The request =>
The entries that follow should be written out exactly.

★ ★ ★

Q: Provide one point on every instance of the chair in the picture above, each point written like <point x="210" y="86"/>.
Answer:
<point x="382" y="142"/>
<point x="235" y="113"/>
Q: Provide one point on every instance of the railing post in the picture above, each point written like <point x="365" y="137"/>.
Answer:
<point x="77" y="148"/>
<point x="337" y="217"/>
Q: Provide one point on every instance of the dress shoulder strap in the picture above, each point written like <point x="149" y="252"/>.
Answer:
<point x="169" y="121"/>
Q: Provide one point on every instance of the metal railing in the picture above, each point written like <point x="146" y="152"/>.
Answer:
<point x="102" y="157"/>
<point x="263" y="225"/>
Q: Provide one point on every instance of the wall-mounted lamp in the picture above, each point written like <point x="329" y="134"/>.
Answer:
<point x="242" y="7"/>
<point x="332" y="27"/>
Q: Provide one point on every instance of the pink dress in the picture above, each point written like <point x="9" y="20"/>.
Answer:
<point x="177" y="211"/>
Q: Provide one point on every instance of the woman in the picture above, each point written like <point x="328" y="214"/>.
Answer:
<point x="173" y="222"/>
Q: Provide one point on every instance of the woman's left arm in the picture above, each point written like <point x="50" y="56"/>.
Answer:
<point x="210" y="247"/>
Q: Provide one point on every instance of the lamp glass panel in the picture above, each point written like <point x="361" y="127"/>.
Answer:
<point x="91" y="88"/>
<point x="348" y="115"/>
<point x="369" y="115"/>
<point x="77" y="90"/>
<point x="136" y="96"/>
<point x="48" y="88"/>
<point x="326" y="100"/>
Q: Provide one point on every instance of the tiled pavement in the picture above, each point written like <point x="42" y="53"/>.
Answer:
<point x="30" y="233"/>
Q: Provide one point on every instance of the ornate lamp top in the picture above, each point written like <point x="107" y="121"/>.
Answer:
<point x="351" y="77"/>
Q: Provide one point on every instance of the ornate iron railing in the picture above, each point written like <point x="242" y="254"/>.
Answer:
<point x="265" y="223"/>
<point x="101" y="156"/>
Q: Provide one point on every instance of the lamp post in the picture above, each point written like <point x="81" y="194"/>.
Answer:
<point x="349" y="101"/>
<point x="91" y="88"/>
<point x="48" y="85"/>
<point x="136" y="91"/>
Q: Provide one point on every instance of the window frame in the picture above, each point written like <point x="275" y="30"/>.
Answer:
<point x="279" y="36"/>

★ ★ ★

Response to the task =>
Q: Provide one point on every instance of the chair in the picture above, each point written like <point x="210" y="86"/>.
Answer:
<point x="382" y="142"/>
<point x="235" y="113"/>
Q: Provide one point on every instance of the railing post in the picture above, each point written like <point x="365" y="137"/>.
Answer:
<point x="77" y="148"/>
<point x="337" y="217"/>
Q: Provide one point on every instance of the dress shoulder strap in the picture above, each point written like <point x="149" y="252"/>.
Answer:
<point x="169" y="121"/>
Q: Provide one point on every instance of the metal railing in the picture above, each point written like <point x="146" y="152"/>.
Answer:
<point x="102" y="157"/>
<point x="263" y="225"/>
Q: Provide one point on every instance of the wall-mounted lamp in the picture above, each point written like <point x="329" y="134"/>.
Answer:
<point x="242" y="7"/>
<point x="332" y="27"/>
Q: Provide one point on every instance of the pink dress in the picture above, each point written like <point x="9" y="20"/>.
Answer:
<point x="177" y="211"/>
Q: Provide one point on every instance of the woman in the picture above, each point written like <point x="328" y="214"/>.
Answer:
<point x="173" y="222"/>
Q: Provide one point on every instance of the woman's left arm in the picture above, each point written like <point x="50" y="56"/>.
Answer:
<point x="210" y="247"/>
Q: Provide one point on every instance of the lamp glass panel in the picture above, each point written like <point x="361" y="127"/>.
Answer:
<point x="91" y="88"/>
<point x="348" y="115"/>
<point x="369" y="115"/>
<point x="77" y="90"/>
<point x="136" y="96"/>
<point x="48" y="88"/>
<point x="326" y="100"/>
Q: Provide one point on every instance of the tiled pavement in the picture above, each point written like <point x="42" y="53"/>.
Answer:
<point x="30" y="233"/>
Q: Provide one point on every instance of the ornate lamp top in the picture above, each point written like <point x="107" y="121"/>.
Answer:
<point x="351" y="77"/>
Q: Provide one point on every instance of the ornate iron railing in the picture above, each point written like <point x="242" y="254"/>.
Answer:
<point x="265" y="223"/>
<point x="101" y="156"/>
Q: Provide one point on every instance of the lamp post in the picture above, each point written like <point x="81" y="194"/>.
Answer:
<point x="349" y="101"/>
<point x="91" y="88"/>
<point x="48" y="85"/>
<point x="136" y="91"/>
Q: Provide one point on every instance of the window frame in the picture above, each point written like <point x="275" y="30"/>.
Answer:
<point x="279" y="36"/>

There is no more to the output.